- **Activité 1**: Dans les enregistrements, remplacez « rough mask » par « coarse mask » et recopiez toutes leurs lignes sans autre modification. N'incluez pas les images dans la réponse.

- **Passage à examiner**:
------------------------------

Les vertueux gouvernements essaient de nous faire accroire qu’ils font tout pour lutter contre le blanchiment et la circulation de l’argent sale. Ils oublient que ce sont leurs décisions politiques qui ont libéralisé et facilité la circulation internationale de tout l’argent de la planète, y compris, évidemment, celle du fric lié à tous les genres de trafic : drogue, prostitution, trafic d’armes, paiement de mercenaires et autres forces de sécurité privée, terrorisme, corruption, défenses d’éléphants, arbres exotiques, etc.

Or les paradis fiscaux ne servent pas qu’à blanchir ou recueillir l’argent sale. Ce n’est que l’arbre qui camoufle la forêt. Les paradis fiscaux sont utilisés avant tout pour les investissements, les placements des grandes firmes internationales aux activités mondialisées et pour permettre aux grandes fortunes privées d’échapper au fisc. Comme on va le voir ci-dessous, les places financières off shore (joliment dit, cela signifie hors rivage comme les plateformes pétrolières) sont en réalité la clef de voûte du capitalisme financier international.

------------------------------

Données de masques de segmentation:

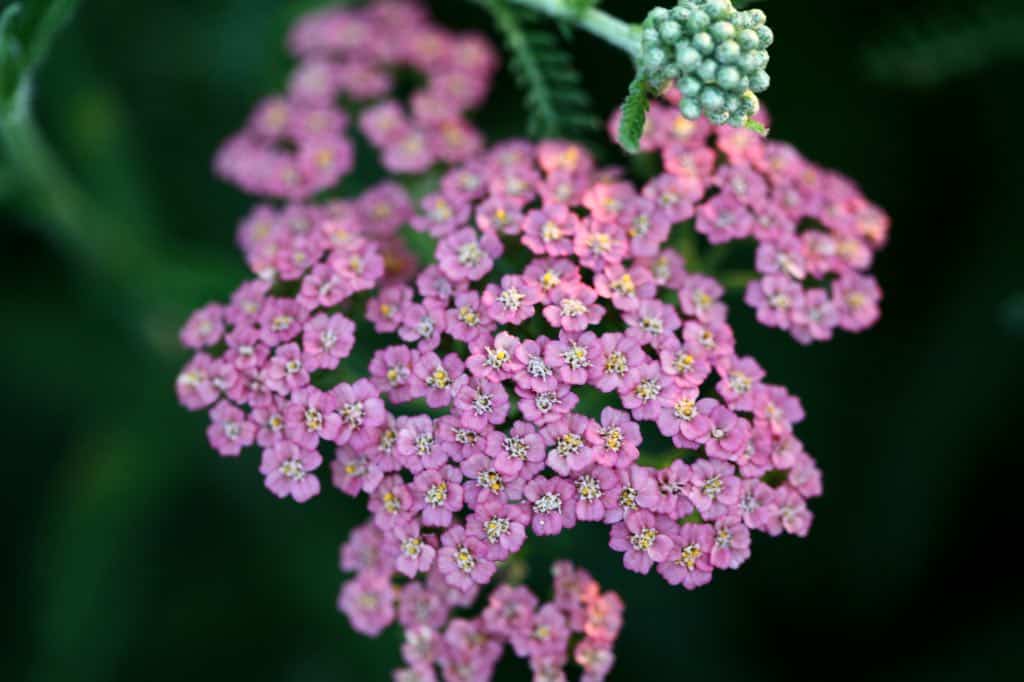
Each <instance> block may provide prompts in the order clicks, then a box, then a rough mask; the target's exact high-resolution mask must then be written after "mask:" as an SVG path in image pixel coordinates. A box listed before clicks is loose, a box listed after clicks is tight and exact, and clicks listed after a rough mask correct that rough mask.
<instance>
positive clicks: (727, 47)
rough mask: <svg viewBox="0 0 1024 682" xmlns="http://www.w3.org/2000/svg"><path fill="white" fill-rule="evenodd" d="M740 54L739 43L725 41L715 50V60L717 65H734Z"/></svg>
mask: <svg viewBox="0 0 1024 682" xmlns="http://www.w3.org/2000/svg"><path fill="white" fill-rule="evenodd" d="M740 54H741V52H740V50H739V43H737V42H736V41H734V40H727V41H725V42H724V43H722V44H720V45H719V46H718V47H716V48H715V58H716V59H718V62H719V63H735V62H736V61H737V60H738V59H739V55H740Z"/></svg>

------------------------------

- **Activité 2**: D'après le texte sur les paradis fiscaux, que signifie l'expression « off shore » ?

- **Zone de réponse 1**:
Each <instance> block may provide prompts in the order clicks, then a box, then a coarse mask; the target's exact high-resolution mask must then be written after "mask:" as an SVG path in image pixel coordinates. A box listed before clicks is loose, a box listed after clicks is tight and exact, and clicks listed after a coarse mask correct that coarse mask.
<instance>
positive clicks: (727, 47)
coarse mask: <svg viewBox="0 0 1024 682" xmlns="http://www.w3.org/2000/svg"><path fill="white" fill-rule="evenodd" d="M740 54L739 43L725 41L715 50V60L717 65H734Z"/></svg>
mask: <svg viewBox="0 0 1024 682" xmlns="http://www.w3.org/2000/svg"><path fill="white" fill-rule="evenodd" d="M740 54H741V52H740V50H739V43H737V42H736V41H734V40H727V41H725V42H724V43H722V44H720V45H719V46H718V47H716V48H715V58H716V59H718V62H719V63H735V62H736V61H737V60H738V59H739V55H740Z"/></svg>

- **Zone de réponse 2**: Hors rivage, comme les plateformes pétrolières.